* _Stated goal_:
Please return the email exchange below about substr and byte or grapheme units in full, with every character unchanged.

* _Page extract_:

On Mon, 28 Jun 2004, Austin Hastings wrote:

> --- Dan Sugalski <[EMAIL PROTECTED]> wrote:
> > On Mon, 28 Jun 2004, Juerd wrote:
> >
> > > Dave Whipp skribis 2004-06-28  9:55 (-0700):
> > > > > substr($string, 2 bytes, 4 bytes) = $substitute;
> > > > substr($string, 2, 4 :bytes)
> > >
> > > substr($string, 2 but graphemes, 4 but bytes);
> > >
> > > I think "but" even makes sense, if substr defaults to something.
> >
> > I think mixing strings, bytes, graphemes, and code points together
> > is a phenomenally bad idea, likely to lead to many tears, much
> > gnashing of teeth, and quite a few rampages with sharp objects,
> > not to mention a lot of code guaranteed to fail at the edge cases.
>
> Hmm. Suppose that I have a system that is friendly to 80 byte records.
> I want to output "meaningful" strings, so I want to partition a buffer
> into 80-ish byte substrings, but preserve any graphemes (i.e., store
> the data in a legible format).
>
> How would I do that?

* _Given information_:

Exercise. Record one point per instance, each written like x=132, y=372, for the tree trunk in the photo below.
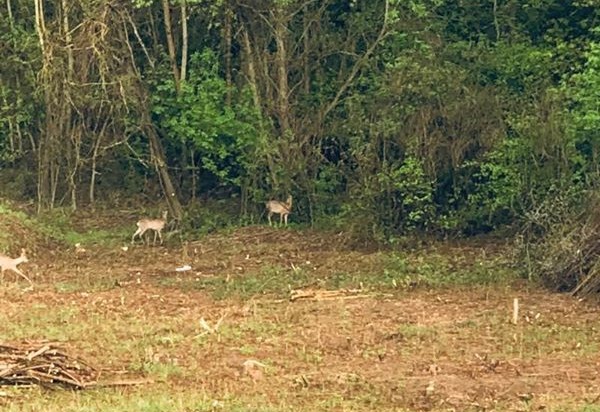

* _Written solution_:
On Mon, 28 Jun 2004, Austin Hastings wrote:

> --- Dan Sugalski <[EMAIL PROTECTED]> wrote:
> > On Mon, 28 Jun 2004, Juerd wrote:
> >
> > > Dave Whipp skribis 2004-06-28  9:55 (-0700):
> > > > > substr($string, 2 bytes, 4 bytes) = $substitute;
> > > > substr($string, 2, 4 :bytes)
> > >
> > > substr($string, 2 but graphemes, 4 but bytes);
> > >
> > > I think "but" even makes sense, if substr defaults to something.
> >
> > I think mixing strings, bytes, graphemes, and code points together
> > is a phenomenally bad idea, likely to lead to many tears, much
> > gnashing of teeth, and quite a few rampages with sharp objects,
> > not to mention a lot of code guaranteed to fail at the edge cases.
>
> Hmm. Suppose that I have a system that is friendly to 80 byte records.
> I want to output "meaningful" strings, so I want to partition a buffer
> into 80-ish byte substrings, but preserve any graphemes (i.e., store
> the data in a legible format).
>
> How would I do that?